* _SELECTED EXCERPT_:
UCSB has been selected as one of 13 research institutions nationwide to be part of the new Arizona Cancer and Evolution Center (ACE) consortium, which intends to bring together leading researchers to approach understanding cancer in a revolutionary new way. Led by Arizona State University, ACE has received a five-year grant of over $8.5 million from the National Cancer Institute (NCI) to serve as part of its large-scale initiative to support the NCI’s Cancer Systems Biology Consortium.
The researchers will apply principles of evolutionary biology and ecology to cancer biology. Through looking at cancer from these novel perspectives, they hope to yield new insights for methods and tools for cancer treatment, prognosis, prevention and better fundamental understanding of the complex disease.
“While [evolution and ecology are] not main fields in cancer biology, I think they are gaining traction. It’s been known for a while that tumors evolve, go through rounds of somatic mutation, have subclones and are quite diverse in their genomics. Having a better understanding of this can help us lean toward different cancer treatment strategies. We know that tumors can have resistance mechanisms to chemotherapy drugs, [which is] very similar to looking at bacteria and the resistance that evolved to antibiotics. Applying the same principles to looking at tumor biology, it’s really important to take an evolutionary and ecological perspective of that,” Amy Boddy, an assistant professor in UCSB’s Department of Anthropology, said.
The research will focus on different levels of biological organization, from the cell level to tumor evolutionary and ecology dynamics to the species level to understand the susceptibility of different species to cancer.
The latter level is what Boddy, the lead on the organismal level portion of the project at UCSB, will concentrate on with her research. Using data from zoos and independent organizations to look at cancer rates and susceptibility for numerous species, she will build computational models and sequences and look for novel cancer defense mechanisms exhibited in various organisms.
“What we see is that cancer is a common phenomenon across the tree of life, although certain species vary in their susceptibility,” she said. “Some animals are seemingly cancer-resistant, such as the naked mole rat. Other species are quite cancer susceptible, such as small rodents and even domesticated species, like dogs. And so starting to tease apart the genomic mechanisms and mapping the potential tradeoffs organisms may have against cancer is an exciting new avenue to look at essentially broad cancer defense mechanisms across the tree of life.”

* _AIM OF THE TASK_: Reproduce the passage of the article on UCSB joining the cancer evolution consortium, starting at "The researchers will" and ending at "the complex disease.".

* _SOURCE MATERIAL_:

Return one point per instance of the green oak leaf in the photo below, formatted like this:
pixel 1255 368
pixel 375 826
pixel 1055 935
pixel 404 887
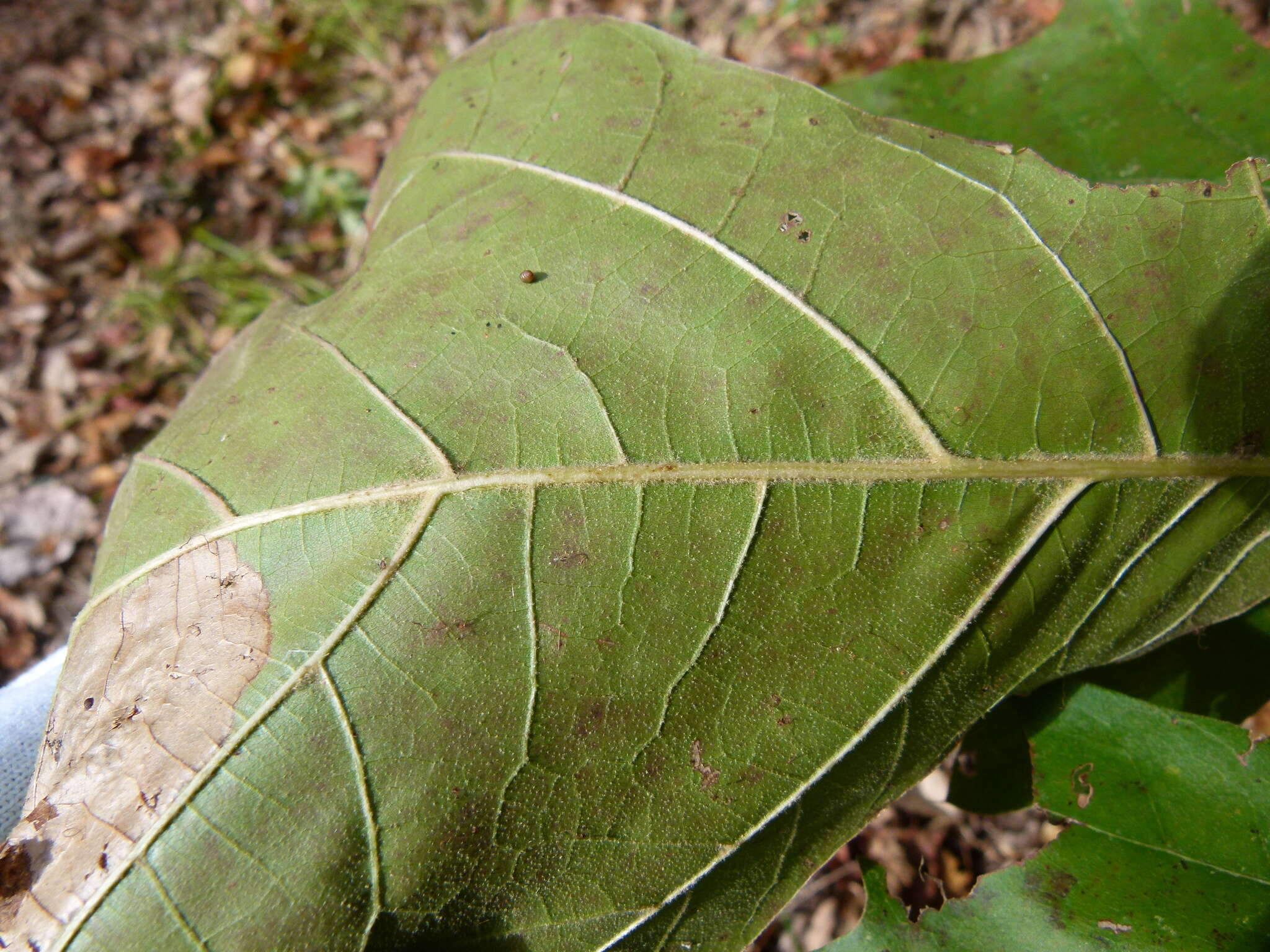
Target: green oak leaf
pixel 1220 672
pixel 1170 850
pixel 1112 92
pixel 595 611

* _REPLY TO THE EXERCISE_:
The researchers will apply principles of evolutionary biology and ecology to cancer biology. Through looking at cancer from these novel perspectives, they hope to yield new insights for methods and tools for cancer treatment, prognosis, prevention and better fundamental understanding of the complex disease.